_Task description_: Copy the records below word for word, leaving out the pictures.

(Records from a data source)
* Begin *

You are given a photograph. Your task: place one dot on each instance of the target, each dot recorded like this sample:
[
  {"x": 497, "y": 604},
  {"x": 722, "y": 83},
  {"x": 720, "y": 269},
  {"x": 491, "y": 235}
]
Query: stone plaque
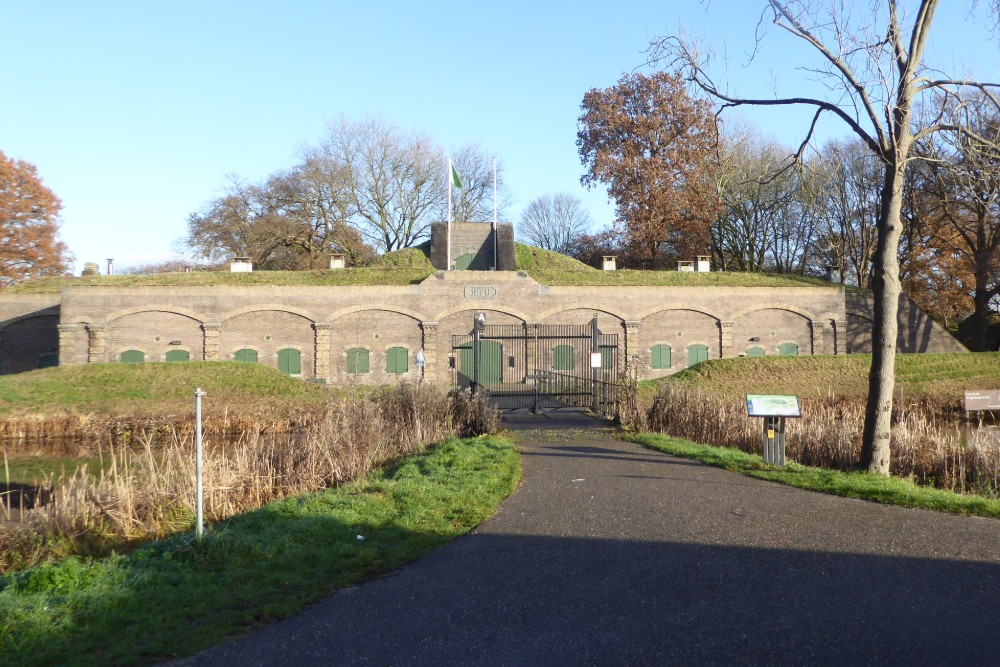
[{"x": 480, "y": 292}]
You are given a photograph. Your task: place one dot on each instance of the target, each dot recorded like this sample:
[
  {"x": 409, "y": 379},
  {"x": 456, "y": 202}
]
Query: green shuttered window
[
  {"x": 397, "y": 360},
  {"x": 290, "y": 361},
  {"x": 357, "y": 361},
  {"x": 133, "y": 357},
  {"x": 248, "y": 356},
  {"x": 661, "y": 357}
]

* End *

_Worked solution_:
You are given a photograph. Your task: place one dot on each instance of the target, each dot recorded like this sample:
[
  {"x": 497, "y": 604},
  {"x": 722, "y": 83},
  {"x": 720, "y": 269},
  {"x": 491, "y": 235}
]
Query: stone plaque
[{"x": 480, "y": 292}]
You are given a photograph. Your task: place one dot on each instance of the target, each dot recorded like this sample:
[
  {"x": 409, "y": 379},
  {"x": 456, "y": 202}
]
Query: green shuttered window
[
  {"x": 397, "y": 360},
  {"x": 290, "y": 361},
  {"x": 357, "y": 361},
  {"x": 133, "y": 357},
  {"x": 248, "y": 356},
  {"x": 661, "y": 357}
]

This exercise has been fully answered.